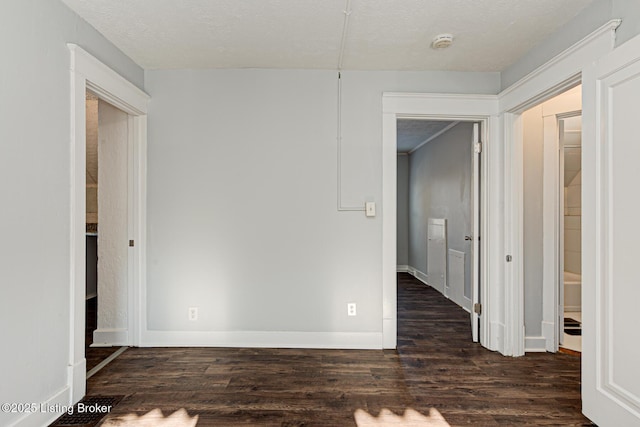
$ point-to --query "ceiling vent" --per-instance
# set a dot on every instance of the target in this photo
(442, 41)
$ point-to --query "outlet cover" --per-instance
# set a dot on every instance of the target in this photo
(351, 309)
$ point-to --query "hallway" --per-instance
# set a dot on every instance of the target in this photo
(436, 365)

REQUIRED WORK: Print each line of the material above exactly, with the pictures removed from your copy.

EXERCISE RESPONSE:
$ point-to --query "ceiling vent" --per-instance
# set a dot on every instance of the target in this photo
(442, 41)
$ point-to --query "outlet cover" --per-instance
# set a dot on every instance of the target in this photo
(351, 309)
$ point-to --query "hallway" --per-instance
# set a dot on every instance of the target in this photo
(436, 365)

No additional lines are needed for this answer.